(begin)

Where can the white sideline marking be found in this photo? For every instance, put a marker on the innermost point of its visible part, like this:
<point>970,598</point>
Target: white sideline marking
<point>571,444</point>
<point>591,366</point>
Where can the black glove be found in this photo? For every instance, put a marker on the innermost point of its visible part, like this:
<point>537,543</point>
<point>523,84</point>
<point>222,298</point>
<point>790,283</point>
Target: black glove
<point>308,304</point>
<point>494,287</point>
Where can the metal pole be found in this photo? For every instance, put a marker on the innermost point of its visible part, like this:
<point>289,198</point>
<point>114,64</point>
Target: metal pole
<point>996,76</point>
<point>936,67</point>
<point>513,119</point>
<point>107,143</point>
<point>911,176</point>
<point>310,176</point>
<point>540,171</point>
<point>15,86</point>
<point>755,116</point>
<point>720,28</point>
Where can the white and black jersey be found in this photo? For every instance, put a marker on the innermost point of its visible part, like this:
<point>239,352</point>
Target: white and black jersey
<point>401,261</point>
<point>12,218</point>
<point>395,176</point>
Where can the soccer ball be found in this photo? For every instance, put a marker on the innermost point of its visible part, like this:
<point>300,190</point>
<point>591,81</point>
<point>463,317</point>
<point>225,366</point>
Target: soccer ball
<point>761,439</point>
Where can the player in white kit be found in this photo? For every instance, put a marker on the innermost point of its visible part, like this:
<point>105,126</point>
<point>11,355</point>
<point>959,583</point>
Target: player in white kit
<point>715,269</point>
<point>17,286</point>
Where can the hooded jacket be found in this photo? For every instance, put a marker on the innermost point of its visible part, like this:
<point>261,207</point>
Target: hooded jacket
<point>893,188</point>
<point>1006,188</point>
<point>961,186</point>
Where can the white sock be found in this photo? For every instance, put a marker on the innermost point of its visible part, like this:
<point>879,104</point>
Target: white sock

(end)

**TASK BRIEF:** Copy out every one of the lines above word for word.

**WRITTEN RESPONSE:**
Where can the white sideline marking be found in this photo? For every instance, put a marker on the innermost point of its visible part, like this:
<point>970,598</point>
Target: white sideline marking
<point>571,444</point>
<point>591,366</point>
Where can the black glove be found in this photo? For every instance, put a marker on the innermost point of its visible part, like this:
<point>537,543</point>
<point>523,84</point>
<point>222,298</point>
<point>790,283</point>
Target: black glove
<point>308,304</point>
<point>494,287</point>
Where can the metal pole be found in this photo? For every instance, put a marker on the innermost point of its visible part, like this:
<point>289,198</point>
<point>114,64</point>
Target: metal pole
<point>996,76</point>
<point>936,67</point>
<point>513,119</point>
<point>107,143</point>
<point>911,176</point>
<point>310,176</point>
<point>540,171</point>
<point>15,86</point>
<point>755,116</point>
<point>720,28</point>
Where can the white and black jersey be found in this photo? For every instance, put a marker on the innermost point of its visible part, like this:
<point>239,352</point>
Target: white and black jersey
<point>401,261</point>
<point>12,218</point>
<point>395,176</point>
Where can the soccer ball be found in this photo? For every instance, put a marker on the innermost point of its visible part, like this:
<point>300,190</point>
<point>591,81</point>
<point>463,317</point>
<point>225,366</point>
Target: soccer ball
<point>761,439</point>
Where can the player in white kit be found in this photo? For every instance, put a marker on the innermost point of its visible part, like this:
<point>105,126</point>
<point>11,355</point>
<point>959,583</point>
Target: player in white kit
<point>715,269</point>
<point>17,286</point>
Where can the hooded jacket be found in this photo? For every instance, put a marker on the innermost point of its visible part, like this:
<point>261,207</point>
Target: hooded jacket
<point>893,188</point>
<point>1006,188</point>
<point>961,186</point>
Where can the white sock be found in this photo? For every instance, put a marker on the innermost point of its visible part, like this:
<point>879,104</point>
Target: white sock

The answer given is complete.